## Exercise directions
Rewrite all of the material below as a numbered list, skipping blank lines. Leave the pictures out.

## Dataset records
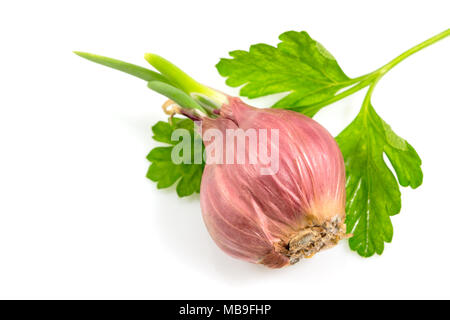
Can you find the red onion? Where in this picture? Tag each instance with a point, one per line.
(273, 219)
(276, 219)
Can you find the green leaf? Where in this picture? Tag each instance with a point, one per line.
(298, 66)
(175, 94)
(373, 194)
(134, 70)
(163, 170)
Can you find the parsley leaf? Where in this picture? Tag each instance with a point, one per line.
(312, 79)
(299, 66)
(373, 194)
(163, 170)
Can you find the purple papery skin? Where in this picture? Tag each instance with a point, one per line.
(250, 215)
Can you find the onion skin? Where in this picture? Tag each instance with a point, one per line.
(264, 218)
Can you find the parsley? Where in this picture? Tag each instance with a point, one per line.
(312, 79)
(163, 170)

## The response
1. Can you find the red onion? Where in this picture? Tag each instance with a point, one per line.
2. (273, 219)
3. (276, 219)
4. Can you find the green leaf? Where in this picture? Tag each instance with a point, one per line.
5. (298, 66)
6. (175, 94)
7. (373, 194)
8. (134, 70)
9. (163, 170)
10. Can you find the parsley leaf? Where in this picture? Tag each instance with a point, one per line.
11. (312, 79)
12. (299, 66)
13. (373, 194)
14. (163, 170)
15. Can you find the purple papery skin? Where in this picture? Tag each instance with a point, one per line.
16. (250, 215)
17. Can you find the onion skin? Where in this picture? Tag each instance with a point, one per line.
18. (264, 218)
19. Can you find the parsley? Where in this picture? Tag each instance with a point, one per line.
20. (312, 79)
21. (163, 170)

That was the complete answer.